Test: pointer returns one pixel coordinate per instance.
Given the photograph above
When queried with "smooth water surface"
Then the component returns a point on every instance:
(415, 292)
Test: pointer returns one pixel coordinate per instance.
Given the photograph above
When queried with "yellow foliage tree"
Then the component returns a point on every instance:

● **Task item**
Show, from the material above, each line that includes the string "When".

● **Solution below**
When queried with "smooth water surface"
When queried with "yellow foliage tree"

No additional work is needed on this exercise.